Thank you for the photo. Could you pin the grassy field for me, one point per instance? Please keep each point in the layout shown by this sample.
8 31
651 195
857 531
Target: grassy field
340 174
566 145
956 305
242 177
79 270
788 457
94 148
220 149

□ □ □ □ □

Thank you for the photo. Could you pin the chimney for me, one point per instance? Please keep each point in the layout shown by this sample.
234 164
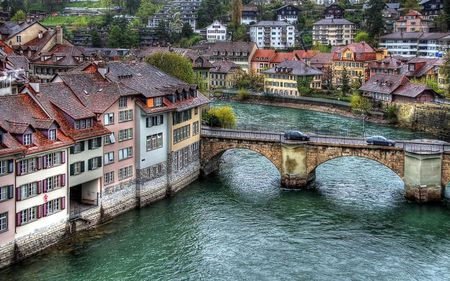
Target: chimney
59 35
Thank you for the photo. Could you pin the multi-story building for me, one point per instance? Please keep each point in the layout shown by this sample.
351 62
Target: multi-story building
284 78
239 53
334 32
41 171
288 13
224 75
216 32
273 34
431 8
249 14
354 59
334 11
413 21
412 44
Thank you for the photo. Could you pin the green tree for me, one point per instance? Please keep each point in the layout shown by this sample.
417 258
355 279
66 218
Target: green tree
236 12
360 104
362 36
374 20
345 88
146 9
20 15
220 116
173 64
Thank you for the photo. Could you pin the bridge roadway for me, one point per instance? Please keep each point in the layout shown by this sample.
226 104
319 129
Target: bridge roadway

□ □ □ □ □

• [OBJECTIF ÉNONCÉ]: Recopiez les lignes situées entre celle qui contient « Thank you for the photo. Could you pin the bridge » et celle qui contient « Target: bridge roadway », toutes deux incluses, en remplaçant « bridge roadway » par « bridge deck ». Le reste doit demeurer identique.

• [LA RÉPONSE]:
Thank you for the photo. Could you pin the bridge deck for me, one point per instance? Please keep each point in the layout shown by this sample.
226 104
319 129
Target: bridge deck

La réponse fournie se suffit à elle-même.